> **DOCUMENT SECTION**
BEGIN

Glendullan 17, 1996 (Cadenhead’s)

Cadenhead's, Glendullan 17The venerable independent bottler Cadenhead’s is back in the US. Let there be rejoicing. There’s been a general revamp at Cadenhead’s with a new boss and new packaging. I don’t have anything interesting to say about the former, and I am agnostic on the latter. I quite liked the old, green bottles from when Cadenhead’s were last in the US and don’t mind the new dumpy bottles. I wouldn’t be me if I didn’t complain about something though so I will say that I wish that the distillation years were on the labels and not on the little thingamajig on a string around the neck (is there a name for that thing?). In stores where these bottles are kept behind glass it’s annoying to have to call someone over just to find out what years particular bottles are from. But this is a minor issue.

END

> **GIVEN INFORMATION**

BEGIN

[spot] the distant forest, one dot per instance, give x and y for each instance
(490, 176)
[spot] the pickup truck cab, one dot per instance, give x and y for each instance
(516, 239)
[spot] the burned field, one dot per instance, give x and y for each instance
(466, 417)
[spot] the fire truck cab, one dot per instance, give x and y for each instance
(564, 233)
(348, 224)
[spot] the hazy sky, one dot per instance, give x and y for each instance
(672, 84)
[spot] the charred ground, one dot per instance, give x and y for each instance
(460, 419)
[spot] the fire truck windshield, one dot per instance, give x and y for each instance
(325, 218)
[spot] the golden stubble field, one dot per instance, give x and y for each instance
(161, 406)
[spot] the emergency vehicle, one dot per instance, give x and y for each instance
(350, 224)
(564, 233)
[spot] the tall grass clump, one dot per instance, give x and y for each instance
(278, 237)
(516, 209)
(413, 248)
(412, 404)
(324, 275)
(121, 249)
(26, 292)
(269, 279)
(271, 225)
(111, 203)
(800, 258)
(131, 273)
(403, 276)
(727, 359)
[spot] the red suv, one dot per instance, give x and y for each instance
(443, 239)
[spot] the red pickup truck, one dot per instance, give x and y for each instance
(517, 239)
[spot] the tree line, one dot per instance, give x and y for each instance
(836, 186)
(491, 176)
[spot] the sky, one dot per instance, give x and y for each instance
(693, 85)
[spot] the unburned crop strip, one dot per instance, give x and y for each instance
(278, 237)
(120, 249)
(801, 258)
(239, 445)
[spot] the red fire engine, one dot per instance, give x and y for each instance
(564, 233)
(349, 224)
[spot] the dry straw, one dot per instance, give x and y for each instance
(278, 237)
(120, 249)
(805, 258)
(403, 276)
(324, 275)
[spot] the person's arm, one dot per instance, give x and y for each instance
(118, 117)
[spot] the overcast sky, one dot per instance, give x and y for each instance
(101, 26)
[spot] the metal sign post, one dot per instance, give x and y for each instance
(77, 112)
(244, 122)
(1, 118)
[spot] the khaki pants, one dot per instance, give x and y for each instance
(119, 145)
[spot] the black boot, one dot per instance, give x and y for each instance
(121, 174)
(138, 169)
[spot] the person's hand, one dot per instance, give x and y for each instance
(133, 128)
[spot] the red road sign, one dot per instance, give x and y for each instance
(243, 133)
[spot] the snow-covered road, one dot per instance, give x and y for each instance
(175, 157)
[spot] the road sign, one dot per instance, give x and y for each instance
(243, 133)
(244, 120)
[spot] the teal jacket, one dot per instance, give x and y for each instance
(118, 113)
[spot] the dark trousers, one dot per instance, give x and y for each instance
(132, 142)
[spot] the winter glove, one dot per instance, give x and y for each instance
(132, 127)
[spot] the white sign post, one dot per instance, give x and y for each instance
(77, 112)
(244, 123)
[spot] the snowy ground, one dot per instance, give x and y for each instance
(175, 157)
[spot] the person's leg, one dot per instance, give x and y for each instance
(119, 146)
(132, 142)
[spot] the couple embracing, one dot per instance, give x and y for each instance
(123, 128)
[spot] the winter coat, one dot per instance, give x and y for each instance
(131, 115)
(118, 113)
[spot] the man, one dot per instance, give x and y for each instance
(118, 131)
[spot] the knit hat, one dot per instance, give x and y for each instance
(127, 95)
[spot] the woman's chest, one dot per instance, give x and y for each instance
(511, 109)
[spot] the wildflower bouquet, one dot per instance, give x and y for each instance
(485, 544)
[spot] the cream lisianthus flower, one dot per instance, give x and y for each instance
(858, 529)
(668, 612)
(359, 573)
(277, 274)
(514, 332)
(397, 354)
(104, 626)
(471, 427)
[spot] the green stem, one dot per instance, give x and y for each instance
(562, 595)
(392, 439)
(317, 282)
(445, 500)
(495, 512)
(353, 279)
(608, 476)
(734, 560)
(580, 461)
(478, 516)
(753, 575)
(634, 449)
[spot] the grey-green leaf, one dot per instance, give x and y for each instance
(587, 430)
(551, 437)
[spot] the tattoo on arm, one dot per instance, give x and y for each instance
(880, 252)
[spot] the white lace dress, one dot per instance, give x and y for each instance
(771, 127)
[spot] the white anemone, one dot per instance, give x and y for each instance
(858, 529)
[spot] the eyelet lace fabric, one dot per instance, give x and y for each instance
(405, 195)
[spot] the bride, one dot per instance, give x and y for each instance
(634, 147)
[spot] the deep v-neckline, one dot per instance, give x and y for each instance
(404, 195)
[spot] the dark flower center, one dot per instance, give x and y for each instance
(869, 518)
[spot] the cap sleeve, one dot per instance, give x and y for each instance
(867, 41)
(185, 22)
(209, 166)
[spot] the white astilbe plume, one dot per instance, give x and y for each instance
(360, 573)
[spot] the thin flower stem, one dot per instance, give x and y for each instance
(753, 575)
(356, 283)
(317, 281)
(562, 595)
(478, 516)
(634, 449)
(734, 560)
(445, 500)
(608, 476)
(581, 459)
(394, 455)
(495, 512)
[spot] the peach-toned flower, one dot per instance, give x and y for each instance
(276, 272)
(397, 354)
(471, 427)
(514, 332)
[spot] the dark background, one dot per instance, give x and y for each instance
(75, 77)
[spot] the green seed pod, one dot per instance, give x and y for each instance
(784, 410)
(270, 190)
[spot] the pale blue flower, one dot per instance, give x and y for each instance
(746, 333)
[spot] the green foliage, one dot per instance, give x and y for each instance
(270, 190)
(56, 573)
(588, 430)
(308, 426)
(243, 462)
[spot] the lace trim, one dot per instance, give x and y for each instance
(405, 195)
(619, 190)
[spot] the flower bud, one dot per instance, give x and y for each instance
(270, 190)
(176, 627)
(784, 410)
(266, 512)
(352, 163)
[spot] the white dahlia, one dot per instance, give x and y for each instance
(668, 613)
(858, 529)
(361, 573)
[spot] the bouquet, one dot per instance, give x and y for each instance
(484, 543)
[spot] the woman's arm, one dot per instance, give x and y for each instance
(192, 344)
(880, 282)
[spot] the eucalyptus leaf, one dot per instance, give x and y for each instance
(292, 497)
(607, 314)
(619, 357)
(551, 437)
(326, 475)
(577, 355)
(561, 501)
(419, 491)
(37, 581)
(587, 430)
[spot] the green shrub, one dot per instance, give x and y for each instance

END

> **INSTRUCTIONS**
A. In the Cadenhead's review, where does the writer wish the distillation years were printed?
B. Carry the Cadenhead's review forward, picking up after its final sentence.
The records play no part in what is asked here.

> **RESPONSES FOR EACH TASK**
A. On the labels, rather than on the little item on a string around the bottle's neck.

B.
The more important thing is that the prices are generally reasonable. I found eight of the Small Batch Collection releases in a store in a Minneapolis suburb and only one (the Caol Ila 22) was above $100. Of course, not all stores selling these are being quite as restrained with the prices but it suggests that they’re not starting out high straight off the boat. I bought all eight bottles to be split among some members of our local tasting group and will be reviewing them in sequence, starting with this Glendullan. After that I will return to my usual diet of largely untimely reviews.

Glendullan has a very large production capacity but most of its product goes into blends. The only official release, in the US, at least, is as Diageo’s “Singleton”. Elsewhere in the world malts from Dufftown and Glen Ord distilleries feature as the “Singleton”. Their single malt is not terribly ubiquitous among indie releases either, with only six releases listed on Whiskybase from even Gordon & Macphail who can normally be counted on to have released scores from almost every distillery. Let’s see what this one is like.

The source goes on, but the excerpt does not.